## Your goal
Update the entries starting with the line that contains "Can you help me find the tropical" and going on through the line that contains "[30,31,68,43]". Rewrite those lines with "wooden shutter" changed to "louvered shutter" and everything else unchanged.
[Begin Data for the task]
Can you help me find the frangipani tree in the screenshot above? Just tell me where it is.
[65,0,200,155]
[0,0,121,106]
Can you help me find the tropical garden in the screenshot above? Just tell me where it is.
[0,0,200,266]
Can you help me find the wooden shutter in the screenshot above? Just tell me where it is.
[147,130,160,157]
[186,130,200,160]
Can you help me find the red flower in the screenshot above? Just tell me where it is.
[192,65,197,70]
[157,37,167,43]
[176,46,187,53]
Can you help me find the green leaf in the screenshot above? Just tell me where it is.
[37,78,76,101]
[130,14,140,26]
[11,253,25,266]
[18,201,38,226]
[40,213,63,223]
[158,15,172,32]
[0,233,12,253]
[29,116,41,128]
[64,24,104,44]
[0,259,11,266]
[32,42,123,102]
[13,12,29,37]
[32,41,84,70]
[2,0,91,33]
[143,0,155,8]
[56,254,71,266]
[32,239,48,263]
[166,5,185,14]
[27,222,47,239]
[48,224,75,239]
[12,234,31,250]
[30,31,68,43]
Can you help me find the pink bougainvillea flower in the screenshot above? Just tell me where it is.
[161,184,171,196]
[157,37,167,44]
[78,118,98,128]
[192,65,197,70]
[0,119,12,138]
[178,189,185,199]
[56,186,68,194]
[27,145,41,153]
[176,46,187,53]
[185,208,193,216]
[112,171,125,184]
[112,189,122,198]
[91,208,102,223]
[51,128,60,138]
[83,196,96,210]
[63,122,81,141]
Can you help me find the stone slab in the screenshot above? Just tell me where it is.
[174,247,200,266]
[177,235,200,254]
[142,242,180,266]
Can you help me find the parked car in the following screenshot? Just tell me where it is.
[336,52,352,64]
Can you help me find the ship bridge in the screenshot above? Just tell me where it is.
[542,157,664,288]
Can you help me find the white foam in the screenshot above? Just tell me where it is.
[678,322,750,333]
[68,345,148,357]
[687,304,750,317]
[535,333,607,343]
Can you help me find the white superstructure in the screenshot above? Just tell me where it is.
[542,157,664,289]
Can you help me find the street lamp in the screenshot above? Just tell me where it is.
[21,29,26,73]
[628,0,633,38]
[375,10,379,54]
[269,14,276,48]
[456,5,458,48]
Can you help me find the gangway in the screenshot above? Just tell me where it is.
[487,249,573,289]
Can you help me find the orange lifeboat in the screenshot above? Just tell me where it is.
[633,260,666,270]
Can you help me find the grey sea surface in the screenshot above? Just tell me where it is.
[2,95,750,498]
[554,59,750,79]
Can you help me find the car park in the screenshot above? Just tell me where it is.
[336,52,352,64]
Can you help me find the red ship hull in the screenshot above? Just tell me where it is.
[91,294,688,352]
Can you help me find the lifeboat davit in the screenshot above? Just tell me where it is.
[End Data for the task]
## Reply
Can you help me find the tropical garden in the screenshot above? Just tell me where it is.
[0,0,200,266]
Can you help me find the louvered shutter in the screenshot above? Just tell me where it is.
[147,130,160,157]
[186,130,200,160]
Can you help me find the red flower in the screenshot above? Just tell me where it is.
[192,65,197,70]
[157,37,167,43]
[176,46,187,53]
Can you help me find the green leaf in the screenshot above? Just tell me where it is.
[37,78,76,101]
[130,14,140,26]
[11,253,25,266]
[18,201,38,226]
[40,213,63,223]
[158,15,172,32]
[0,233,12,253]
[29,116,41,128]
[64,24,104,44]
[0,259,11,266]
[32,42,123,102]
[13,12,29,37]
[32,41,84,70]
[2,0,91,33]
[143,0,155,8]
[56,254,71,266]
[32,239,48,263]
[166,5,185,14]
[27,222,47,239]
[48,224,75,239]
[12,234,31,250]
[30,31,68,43]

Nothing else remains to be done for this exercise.